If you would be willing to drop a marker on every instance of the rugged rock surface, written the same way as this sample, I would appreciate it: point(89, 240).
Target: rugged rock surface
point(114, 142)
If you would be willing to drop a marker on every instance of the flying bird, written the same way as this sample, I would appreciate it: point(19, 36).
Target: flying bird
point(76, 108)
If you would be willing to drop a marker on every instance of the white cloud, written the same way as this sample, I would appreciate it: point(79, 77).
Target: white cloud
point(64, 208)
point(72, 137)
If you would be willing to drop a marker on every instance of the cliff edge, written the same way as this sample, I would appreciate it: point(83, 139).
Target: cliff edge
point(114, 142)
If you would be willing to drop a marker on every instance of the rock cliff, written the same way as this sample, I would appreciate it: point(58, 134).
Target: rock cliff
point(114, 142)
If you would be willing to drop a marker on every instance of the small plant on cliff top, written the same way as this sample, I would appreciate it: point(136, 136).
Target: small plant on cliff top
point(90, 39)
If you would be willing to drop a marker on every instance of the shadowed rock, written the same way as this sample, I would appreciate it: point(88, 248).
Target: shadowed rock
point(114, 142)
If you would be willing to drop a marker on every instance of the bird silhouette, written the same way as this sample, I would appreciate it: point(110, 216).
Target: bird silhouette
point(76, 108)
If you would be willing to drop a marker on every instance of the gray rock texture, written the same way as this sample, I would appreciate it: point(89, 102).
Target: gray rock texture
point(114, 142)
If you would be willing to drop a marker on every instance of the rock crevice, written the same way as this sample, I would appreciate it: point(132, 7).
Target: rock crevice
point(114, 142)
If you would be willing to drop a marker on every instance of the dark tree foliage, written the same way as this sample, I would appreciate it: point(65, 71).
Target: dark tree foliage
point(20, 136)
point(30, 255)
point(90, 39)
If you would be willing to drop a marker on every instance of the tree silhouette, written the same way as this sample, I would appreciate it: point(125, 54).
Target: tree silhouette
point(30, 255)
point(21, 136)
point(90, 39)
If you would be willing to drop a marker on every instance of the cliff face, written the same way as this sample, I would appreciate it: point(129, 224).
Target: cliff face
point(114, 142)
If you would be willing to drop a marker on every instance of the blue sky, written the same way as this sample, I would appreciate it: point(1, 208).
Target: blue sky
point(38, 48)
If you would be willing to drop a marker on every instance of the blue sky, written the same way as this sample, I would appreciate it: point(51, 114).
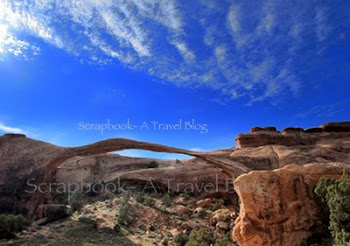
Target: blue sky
point(230, 65)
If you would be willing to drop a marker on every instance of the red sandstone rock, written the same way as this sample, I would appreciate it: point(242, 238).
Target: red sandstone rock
point(277, 207)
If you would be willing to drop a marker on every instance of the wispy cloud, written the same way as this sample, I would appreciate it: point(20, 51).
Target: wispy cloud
point(8, 129)
point(248, 49)
point(325, 111)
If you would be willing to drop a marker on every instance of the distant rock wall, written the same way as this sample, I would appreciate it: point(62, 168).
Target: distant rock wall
point(290, 136)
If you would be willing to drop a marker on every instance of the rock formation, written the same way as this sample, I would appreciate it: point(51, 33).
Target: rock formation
point(276, 172)
point(277, 207)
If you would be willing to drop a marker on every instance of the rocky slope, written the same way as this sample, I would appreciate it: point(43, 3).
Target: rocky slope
point(274, 188)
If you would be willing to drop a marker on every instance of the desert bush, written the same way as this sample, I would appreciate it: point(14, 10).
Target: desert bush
point(167, 200)
point(149, 202)
point(56, 213)
point(10, 224)
point(125, 215)
point(140, 198)
point(201, 214)
point(181, 239)
point(333, 198)
point(224, 241)
point(202, 237)
point(76, 200)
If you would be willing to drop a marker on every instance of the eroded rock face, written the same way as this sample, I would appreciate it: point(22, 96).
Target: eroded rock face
point(24, 160)
point(291, 136)
point(277, 207)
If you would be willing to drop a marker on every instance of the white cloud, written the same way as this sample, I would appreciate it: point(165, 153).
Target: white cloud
point(9, 129)
point(187, 54)
point(239, 48)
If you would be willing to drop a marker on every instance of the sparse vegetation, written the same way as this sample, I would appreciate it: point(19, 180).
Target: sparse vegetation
point(181, 239)
point(153, 164)
point(333, 198)
point(125, 215)
point(201, 214)
point(167, 200)
point(202, 237)
point(10, 224)
point(224, 241)
point(140, 198)
point(76, 200)
point(57, 213)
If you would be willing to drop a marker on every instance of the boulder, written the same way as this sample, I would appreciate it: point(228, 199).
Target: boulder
point(181, 210)
point(220, 215)
point(222, 226)
point(204, 203)
point(292, 130)
point(278, 208)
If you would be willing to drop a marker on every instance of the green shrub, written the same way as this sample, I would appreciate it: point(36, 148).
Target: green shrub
point(333, 198)
point(125, 214)
point(224, 241)
point(149, 202)
point(181, 239)
point(201, 214)
point(76, 200)
point(202, 237)
point(153, 164)
point(56, 213)
point(10, 224)
point(117, 228)
point(140, 197)
point(167, 200)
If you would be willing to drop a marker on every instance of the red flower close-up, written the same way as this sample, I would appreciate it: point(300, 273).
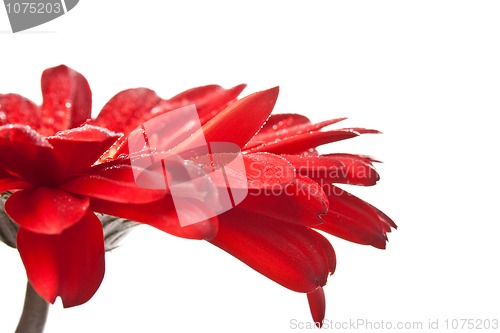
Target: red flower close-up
point(63, 173)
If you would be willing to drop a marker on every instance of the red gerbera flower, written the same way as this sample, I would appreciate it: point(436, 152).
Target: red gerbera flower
point(60, 174)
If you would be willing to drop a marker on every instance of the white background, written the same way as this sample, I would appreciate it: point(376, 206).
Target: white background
point(426, 73)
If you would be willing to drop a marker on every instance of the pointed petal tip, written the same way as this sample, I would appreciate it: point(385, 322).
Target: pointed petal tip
point(317, 305)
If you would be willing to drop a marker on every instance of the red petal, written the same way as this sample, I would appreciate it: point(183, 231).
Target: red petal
point(160, 214)
point(27, 154)
point(290, 254)
point(304, 142)
point(258, 171)
point(209, 100)
point(302, 202)
point(69, 265)
point(67, 99)
point(317, 304)
point(277, 122)
point(282, 132)
point(15, 109)
point(127, 110)
point(50, 211)
point(353, 219)
point(237, 123)
point(104, 188)
point(336, 168)
point(78, 148)
point(12, 183)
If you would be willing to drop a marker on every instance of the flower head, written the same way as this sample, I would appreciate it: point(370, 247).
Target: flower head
point(61, 167)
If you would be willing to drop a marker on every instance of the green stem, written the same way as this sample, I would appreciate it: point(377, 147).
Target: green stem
point(34, 314)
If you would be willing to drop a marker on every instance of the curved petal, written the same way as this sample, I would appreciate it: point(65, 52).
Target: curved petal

* _DIRECTIONS FOR THIS TASK_:
Only the lines above from the line containing "it: point(20, 51)." through the line containing "it: point(19, 180)." should be retyped, exactly and with both ends included.

* _RESPONSE_:
If you would be willing to drop a marker on every instance of the wispy cloud, written the same way as this sample, I would appreciate it: point(20, 51).
Target: wispy cloud
point(8, 129)
point(248, 49)
point(325, 111)
If you would be willing to drop a marker on every instance of the distant rock wall, written the same way as this sample, I would appreciate it: point(62, 168).
Target: distant rock wall
point(290, 136)
If you would be willing to drop a marker on every instance of the rock formation, written the same way as this sample, I would appreciate it: point(51, 33).
Target: rock formation
point(276, 172)
point(277, 207)
If you would be willing to drop a marker on every instance of the rocky slope, written the same way as this sample, I would appreciate it: point(43, 3).
Target: rocky slope
point(274, 188)
If you would be willing to drop a marker on every instance of the desert bush, written the same way as this sample, I would appreciate it: point(14, 10).
Target: desert bush
point(167, 200)
point(149, 202)
point(56, 213)
point(10, 224)
point(125, 215)
point(140, 198)
point(201, 214)
point(181, 239)
point(333, 198)
point(224, 241)
point(202, 237)
point(76, 200)
If you would be willing to drop a marker on every instance of the eroded rock face, written the same way as this sample, I would appreciate it: point(22, 96).
Target: eroded rock face
point(24, 160)
point(291, 136)
point(277, 207)
If you would be willing to drop a marker on every instance of the white cloud, written the same way as this sample, I would appreciate it: point(165, 153).
Target: white cloud
point(9, 129)
point(187, 54)
point(239, 48)
If you would be willing to drop a marker on every instance of the sparse vegetation, written the same way as this sample, I would appreciate it: point(19, 180).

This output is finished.